__Exercise goal__.
Copy the material from the line with "the white document." to the line with "[217,81,254,113]", both lines included, and keep the requests unchanged. Scale every bounding-box coordinate in the answers by 0.65, rounding to whole numbers with halves rounded up.

__Record set__.
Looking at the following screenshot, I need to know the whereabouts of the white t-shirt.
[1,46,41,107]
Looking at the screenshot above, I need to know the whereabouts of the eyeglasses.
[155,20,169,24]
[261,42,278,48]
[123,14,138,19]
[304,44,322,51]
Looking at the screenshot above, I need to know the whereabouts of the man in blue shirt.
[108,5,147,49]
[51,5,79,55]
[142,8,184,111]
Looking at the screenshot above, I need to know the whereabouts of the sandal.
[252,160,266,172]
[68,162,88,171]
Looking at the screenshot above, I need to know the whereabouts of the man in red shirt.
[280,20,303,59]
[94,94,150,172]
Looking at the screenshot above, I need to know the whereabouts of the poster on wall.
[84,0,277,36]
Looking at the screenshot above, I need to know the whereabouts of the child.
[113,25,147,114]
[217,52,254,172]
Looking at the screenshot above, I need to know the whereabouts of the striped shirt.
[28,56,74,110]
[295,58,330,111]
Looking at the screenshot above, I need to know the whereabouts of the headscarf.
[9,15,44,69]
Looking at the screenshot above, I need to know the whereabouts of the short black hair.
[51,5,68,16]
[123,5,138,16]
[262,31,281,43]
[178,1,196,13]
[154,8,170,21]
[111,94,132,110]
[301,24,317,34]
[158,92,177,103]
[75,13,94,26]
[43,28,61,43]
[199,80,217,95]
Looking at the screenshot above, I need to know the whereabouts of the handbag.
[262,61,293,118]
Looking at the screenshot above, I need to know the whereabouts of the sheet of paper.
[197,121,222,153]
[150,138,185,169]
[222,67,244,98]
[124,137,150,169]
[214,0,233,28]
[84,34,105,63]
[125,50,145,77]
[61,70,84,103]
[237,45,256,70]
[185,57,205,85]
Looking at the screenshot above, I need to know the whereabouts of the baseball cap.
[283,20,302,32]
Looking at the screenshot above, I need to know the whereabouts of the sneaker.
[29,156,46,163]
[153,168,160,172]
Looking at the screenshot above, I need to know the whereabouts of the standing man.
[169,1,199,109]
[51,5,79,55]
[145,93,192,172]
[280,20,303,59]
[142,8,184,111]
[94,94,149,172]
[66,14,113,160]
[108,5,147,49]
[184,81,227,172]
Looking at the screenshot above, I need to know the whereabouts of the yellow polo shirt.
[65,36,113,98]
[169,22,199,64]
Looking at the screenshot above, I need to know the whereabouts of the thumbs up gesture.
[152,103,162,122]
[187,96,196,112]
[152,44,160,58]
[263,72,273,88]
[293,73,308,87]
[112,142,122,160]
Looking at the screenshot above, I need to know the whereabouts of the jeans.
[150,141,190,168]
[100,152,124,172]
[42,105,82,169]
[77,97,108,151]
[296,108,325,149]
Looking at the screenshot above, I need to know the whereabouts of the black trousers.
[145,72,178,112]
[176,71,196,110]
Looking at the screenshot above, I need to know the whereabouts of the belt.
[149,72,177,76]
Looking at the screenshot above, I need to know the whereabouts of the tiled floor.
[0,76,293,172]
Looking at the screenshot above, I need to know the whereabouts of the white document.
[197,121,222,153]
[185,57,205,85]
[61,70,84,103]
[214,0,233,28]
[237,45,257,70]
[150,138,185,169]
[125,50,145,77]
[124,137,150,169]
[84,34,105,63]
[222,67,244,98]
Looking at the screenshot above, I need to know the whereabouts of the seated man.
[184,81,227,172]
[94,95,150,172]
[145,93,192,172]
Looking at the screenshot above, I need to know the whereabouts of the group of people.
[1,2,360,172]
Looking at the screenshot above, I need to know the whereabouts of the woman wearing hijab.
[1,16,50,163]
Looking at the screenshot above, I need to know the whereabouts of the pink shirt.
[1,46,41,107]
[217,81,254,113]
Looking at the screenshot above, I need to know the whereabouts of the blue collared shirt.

__Result of this task__.
Looking at the screenshot above, I need to know the whereabouts of the white document.
[128,79,144,99]
[120,37,133,55]
[40,46,55,67]
[139,0,151,18]
[154,29,167,46]
[98,90,120,110]
[81,33,94,50]
[81,89,98,110]
[55,22,68,41]
[144,44,159,64]
Looking at the screenshot above, I need to know the whereabouts of the seated man.
[120,53,148,112]
[61,62,98,112]
[94,60,125,112]
Looking at the screenshot above, I need to know the whereabouts of the group of people.
[1,1,234,112]
Looking at the screenshot above, I need to know the whereabouts of the woman wearing hijab.
[1,10,33,106]
Looking at the screenshot above, I need to know the whereabouts of the pink shirt.
[1,30,27,70]
[141,53,165,73]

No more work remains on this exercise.